Action item —
The entries below contain a stretch that opens with the line containing "For each instance of the white" and closes with the line containing "For each instance of the wooden"; set down that stretch exactly, both ends included, and nothing else.
___ Entries shown ___
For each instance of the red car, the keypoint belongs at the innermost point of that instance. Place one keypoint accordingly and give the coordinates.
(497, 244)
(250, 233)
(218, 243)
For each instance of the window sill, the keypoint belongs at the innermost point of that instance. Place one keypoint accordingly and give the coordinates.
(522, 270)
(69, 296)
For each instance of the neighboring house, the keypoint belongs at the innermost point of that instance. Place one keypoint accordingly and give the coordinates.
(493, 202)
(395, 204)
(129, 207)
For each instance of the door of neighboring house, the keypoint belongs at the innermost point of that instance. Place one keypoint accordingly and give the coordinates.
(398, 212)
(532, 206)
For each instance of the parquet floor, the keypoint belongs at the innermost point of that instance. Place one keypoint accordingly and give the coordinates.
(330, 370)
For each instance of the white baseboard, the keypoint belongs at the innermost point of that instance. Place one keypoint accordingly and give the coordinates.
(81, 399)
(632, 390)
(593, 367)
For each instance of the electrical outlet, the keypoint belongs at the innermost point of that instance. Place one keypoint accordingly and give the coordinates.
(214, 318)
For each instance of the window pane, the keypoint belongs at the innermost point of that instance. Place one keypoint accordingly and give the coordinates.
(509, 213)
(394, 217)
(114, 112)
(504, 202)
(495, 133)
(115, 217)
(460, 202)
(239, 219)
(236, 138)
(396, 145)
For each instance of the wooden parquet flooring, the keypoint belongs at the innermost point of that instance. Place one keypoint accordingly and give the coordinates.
___
___ Entries shown ___
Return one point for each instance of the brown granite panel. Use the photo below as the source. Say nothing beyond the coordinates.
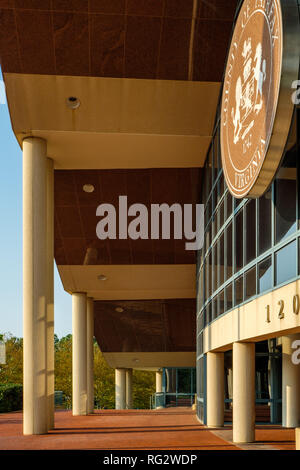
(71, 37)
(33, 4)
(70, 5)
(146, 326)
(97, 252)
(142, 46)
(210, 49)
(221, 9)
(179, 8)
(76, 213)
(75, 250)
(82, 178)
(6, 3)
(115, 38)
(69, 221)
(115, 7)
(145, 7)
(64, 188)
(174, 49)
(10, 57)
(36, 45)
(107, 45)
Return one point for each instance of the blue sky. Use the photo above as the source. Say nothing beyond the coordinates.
___
Exercise result —
For each instance of the white baseboard, the keypoint belongs at the innermost point of that instance. Place one keypoint accordingly and give the coordinates.
(81, 399)
(632, 390)
(593, 367)
For each instance of the electrical outlet, the keypoint belongs at the innermost point of that instance. Place one keypoint accordingly and give the coordinates.
(214, 318)
For each instance of the window pane, the keypoint belongs at the innermost point of that instance. Place one keypoint accordingly and give the coordinates.
(509, 213)
(394, 217)
(114, 112)
(504, 202)
(495, 133)
(115, 217)
(460, 202)
(239, 219)
(236, 138)
(396, 145)
For each instance of the wooden parquet flooring, the keypoint belongs at the innermost point of that instance. Place one keypoint accordingly and give the coordinates.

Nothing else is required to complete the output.